— start Supplied records —

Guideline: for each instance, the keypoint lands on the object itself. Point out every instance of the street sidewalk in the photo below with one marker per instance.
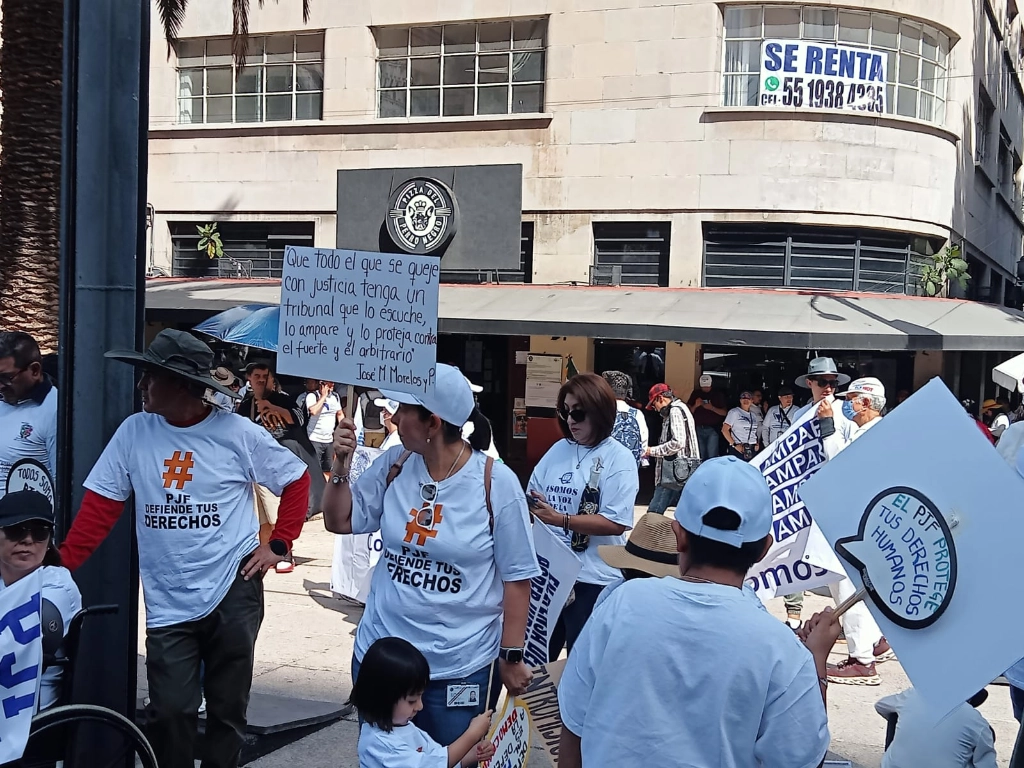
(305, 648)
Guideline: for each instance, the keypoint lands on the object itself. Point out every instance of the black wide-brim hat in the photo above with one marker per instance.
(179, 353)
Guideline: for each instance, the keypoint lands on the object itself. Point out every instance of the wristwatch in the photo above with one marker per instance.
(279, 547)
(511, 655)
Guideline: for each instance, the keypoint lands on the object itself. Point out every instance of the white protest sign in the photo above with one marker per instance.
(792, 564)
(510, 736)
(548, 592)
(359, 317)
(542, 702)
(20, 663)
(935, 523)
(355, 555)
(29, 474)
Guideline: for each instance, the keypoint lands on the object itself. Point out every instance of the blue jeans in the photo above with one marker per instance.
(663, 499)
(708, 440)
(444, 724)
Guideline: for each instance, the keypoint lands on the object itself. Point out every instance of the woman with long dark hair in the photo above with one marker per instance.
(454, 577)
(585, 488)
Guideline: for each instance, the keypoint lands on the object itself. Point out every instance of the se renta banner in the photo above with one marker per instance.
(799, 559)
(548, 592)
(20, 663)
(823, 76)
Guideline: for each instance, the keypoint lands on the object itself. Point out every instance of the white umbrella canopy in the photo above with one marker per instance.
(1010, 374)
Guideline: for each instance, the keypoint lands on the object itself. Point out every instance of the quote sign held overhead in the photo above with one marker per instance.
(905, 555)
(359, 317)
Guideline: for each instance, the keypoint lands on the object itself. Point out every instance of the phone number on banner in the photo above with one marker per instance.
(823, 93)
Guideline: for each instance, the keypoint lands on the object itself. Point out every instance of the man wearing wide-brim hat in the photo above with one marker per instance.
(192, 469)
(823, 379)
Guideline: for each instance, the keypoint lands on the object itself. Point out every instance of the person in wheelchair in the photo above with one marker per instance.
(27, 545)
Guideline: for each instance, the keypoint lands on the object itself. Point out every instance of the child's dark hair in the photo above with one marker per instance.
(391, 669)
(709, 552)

— end Supplied records —
— start Supplied records —

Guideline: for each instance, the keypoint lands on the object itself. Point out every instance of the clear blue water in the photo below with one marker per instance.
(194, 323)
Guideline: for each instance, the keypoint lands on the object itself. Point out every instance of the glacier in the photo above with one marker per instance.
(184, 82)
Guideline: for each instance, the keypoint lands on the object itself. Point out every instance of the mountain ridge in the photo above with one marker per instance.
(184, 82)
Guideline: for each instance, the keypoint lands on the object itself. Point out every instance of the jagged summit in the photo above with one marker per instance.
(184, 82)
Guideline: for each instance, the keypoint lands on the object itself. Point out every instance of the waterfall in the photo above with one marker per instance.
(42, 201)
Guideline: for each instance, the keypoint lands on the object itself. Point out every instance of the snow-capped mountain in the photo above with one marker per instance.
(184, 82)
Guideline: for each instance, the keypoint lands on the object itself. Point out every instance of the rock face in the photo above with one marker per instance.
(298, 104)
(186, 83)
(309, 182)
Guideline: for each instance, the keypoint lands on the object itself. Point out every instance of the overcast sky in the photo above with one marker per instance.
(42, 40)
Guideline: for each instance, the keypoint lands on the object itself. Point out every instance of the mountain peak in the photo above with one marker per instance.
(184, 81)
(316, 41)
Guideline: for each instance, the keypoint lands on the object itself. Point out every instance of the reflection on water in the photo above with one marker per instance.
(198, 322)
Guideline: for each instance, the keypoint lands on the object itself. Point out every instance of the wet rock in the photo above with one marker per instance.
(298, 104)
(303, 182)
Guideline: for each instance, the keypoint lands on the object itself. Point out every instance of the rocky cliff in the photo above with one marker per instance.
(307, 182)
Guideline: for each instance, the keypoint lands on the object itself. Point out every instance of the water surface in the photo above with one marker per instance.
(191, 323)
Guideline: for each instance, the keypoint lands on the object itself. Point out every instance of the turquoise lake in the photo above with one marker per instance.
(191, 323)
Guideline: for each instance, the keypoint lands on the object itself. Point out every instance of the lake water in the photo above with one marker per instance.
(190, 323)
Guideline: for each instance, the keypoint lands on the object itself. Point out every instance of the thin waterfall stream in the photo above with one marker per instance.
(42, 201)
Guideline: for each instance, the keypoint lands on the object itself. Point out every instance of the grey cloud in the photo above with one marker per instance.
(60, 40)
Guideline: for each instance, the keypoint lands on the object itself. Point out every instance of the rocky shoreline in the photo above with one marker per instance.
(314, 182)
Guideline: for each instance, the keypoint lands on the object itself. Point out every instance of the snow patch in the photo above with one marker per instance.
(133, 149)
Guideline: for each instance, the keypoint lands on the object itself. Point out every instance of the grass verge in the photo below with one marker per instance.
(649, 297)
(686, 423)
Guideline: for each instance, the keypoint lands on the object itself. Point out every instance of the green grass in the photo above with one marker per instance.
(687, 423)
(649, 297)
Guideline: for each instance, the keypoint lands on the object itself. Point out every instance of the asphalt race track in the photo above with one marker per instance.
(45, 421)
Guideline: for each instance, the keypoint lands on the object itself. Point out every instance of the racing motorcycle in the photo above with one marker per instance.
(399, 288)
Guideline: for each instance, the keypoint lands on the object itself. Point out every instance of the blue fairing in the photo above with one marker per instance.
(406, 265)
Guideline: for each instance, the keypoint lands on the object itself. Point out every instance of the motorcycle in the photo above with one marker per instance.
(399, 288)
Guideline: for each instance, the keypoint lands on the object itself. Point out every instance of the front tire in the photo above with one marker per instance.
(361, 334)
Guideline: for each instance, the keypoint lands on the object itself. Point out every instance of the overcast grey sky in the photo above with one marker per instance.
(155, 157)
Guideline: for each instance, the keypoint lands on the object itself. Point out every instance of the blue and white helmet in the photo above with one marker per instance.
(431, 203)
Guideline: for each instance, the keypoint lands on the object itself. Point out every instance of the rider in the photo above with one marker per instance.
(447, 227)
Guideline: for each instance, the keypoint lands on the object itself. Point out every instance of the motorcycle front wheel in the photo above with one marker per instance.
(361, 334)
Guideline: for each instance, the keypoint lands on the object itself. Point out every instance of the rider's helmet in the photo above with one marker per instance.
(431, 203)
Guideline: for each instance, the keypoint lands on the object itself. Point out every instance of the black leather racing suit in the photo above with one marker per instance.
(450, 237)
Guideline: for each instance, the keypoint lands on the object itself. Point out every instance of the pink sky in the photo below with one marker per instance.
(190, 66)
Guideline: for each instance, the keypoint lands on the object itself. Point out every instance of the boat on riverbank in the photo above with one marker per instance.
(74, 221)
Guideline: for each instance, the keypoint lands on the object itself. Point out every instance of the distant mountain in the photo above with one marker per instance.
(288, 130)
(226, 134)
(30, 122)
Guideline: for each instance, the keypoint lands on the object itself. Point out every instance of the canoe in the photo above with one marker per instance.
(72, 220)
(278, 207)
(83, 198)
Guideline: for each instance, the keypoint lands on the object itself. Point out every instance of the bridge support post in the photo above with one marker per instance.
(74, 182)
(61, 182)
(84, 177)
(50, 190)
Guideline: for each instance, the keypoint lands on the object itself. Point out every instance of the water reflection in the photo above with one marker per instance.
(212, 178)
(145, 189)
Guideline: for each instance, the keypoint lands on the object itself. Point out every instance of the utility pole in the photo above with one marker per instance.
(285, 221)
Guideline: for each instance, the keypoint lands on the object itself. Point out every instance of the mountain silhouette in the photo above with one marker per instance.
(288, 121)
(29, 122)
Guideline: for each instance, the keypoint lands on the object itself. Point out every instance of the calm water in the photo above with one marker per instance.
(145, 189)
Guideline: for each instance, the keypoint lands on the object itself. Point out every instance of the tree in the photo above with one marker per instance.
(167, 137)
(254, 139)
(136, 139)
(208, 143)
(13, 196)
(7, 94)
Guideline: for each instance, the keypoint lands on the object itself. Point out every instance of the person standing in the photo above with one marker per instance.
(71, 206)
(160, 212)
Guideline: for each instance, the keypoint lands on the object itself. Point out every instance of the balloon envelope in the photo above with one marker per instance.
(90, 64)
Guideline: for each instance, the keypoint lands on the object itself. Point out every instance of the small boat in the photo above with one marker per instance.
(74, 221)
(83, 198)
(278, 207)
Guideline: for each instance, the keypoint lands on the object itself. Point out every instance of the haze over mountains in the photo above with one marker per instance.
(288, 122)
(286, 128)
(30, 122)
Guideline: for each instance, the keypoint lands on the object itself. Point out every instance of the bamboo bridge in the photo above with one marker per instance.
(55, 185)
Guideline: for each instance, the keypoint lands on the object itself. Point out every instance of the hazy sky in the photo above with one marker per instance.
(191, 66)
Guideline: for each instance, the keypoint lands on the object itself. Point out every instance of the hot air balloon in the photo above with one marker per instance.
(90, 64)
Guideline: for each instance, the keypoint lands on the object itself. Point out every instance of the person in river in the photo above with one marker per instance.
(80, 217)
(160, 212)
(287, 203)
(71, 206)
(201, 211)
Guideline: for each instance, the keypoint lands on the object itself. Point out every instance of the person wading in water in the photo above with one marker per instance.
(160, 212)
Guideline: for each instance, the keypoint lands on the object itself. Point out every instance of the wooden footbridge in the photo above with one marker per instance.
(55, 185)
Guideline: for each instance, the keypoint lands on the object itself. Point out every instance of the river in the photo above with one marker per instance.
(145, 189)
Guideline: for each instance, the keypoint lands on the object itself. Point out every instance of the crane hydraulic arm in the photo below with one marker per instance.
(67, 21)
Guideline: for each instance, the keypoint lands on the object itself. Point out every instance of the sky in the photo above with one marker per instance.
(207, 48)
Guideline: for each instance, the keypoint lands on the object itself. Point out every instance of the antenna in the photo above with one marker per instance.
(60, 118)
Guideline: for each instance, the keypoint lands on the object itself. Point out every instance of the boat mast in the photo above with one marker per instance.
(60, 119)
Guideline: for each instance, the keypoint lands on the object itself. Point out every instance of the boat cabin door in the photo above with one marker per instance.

— end Supplied records —
— start Supplied records —

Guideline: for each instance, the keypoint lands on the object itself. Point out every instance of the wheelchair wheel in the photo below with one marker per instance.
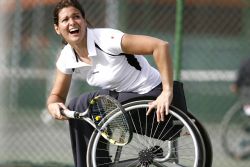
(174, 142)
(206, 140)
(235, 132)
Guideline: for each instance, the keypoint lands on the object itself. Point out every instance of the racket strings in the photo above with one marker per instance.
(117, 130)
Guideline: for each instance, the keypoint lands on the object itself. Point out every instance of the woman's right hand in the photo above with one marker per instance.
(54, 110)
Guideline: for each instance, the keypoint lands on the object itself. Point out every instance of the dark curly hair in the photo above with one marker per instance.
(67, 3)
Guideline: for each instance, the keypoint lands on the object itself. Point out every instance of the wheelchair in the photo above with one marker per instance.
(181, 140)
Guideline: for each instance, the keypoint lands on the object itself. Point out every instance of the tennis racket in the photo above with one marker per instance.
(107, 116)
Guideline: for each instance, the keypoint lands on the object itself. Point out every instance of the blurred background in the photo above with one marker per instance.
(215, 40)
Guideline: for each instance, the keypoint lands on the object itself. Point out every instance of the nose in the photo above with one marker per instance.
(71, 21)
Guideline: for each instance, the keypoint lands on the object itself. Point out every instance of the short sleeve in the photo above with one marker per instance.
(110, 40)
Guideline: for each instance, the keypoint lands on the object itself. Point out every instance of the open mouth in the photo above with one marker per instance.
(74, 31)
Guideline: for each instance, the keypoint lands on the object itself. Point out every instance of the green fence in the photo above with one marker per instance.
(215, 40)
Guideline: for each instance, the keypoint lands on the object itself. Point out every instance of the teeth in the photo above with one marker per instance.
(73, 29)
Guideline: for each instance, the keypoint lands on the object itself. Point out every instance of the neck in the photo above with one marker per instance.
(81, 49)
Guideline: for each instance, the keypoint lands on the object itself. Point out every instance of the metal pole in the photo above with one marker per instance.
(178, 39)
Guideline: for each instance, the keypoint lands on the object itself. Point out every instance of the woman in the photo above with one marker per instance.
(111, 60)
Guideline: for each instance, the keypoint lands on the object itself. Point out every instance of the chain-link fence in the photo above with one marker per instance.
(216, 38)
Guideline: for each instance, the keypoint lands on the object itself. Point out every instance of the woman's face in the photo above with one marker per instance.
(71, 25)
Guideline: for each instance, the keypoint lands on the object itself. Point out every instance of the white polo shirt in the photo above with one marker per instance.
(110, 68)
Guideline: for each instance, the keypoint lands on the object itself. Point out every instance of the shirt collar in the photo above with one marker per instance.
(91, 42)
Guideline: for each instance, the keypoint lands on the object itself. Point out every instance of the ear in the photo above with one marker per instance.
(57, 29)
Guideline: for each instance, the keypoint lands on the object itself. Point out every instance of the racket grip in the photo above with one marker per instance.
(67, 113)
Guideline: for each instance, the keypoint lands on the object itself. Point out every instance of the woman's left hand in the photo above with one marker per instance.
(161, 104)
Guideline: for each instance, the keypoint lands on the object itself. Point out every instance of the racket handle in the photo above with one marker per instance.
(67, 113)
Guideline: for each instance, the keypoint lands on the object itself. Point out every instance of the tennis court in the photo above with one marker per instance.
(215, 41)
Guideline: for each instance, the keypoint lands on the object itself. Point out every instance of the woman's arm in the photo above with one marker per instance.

— end Supplied records —

• **The problem**
Write out the rows above word for word, from the line with "the racket grip" up to and including the line with "the woman's arm".

• **Correct answer**
Guideline: for each instance, the keypoint lands on the object itself. Point out every instance of the racket grip in the photo above with one marker per instance.
(67, 113)
Guideline: for each instance, the keypoint lands on the object itself. Point out every instance of the woman's left hand in the photo above with one marker per instance.
(161, 104)
Guideline: for each instance, the keypoint lands on the object itself. Point out every instance of the racket handle in the photo above with one marker per instance.
(67, 113)
Guideline: for each instance, the keypoint lands on the object itself. Point out every instance of the tennis court in the photo above with one marker per instance.
(215, 41)
Guideline: for each instance, the keypoint lands on the object itself. Point out every instance of the woman's arm in the photo above with one marker per instance.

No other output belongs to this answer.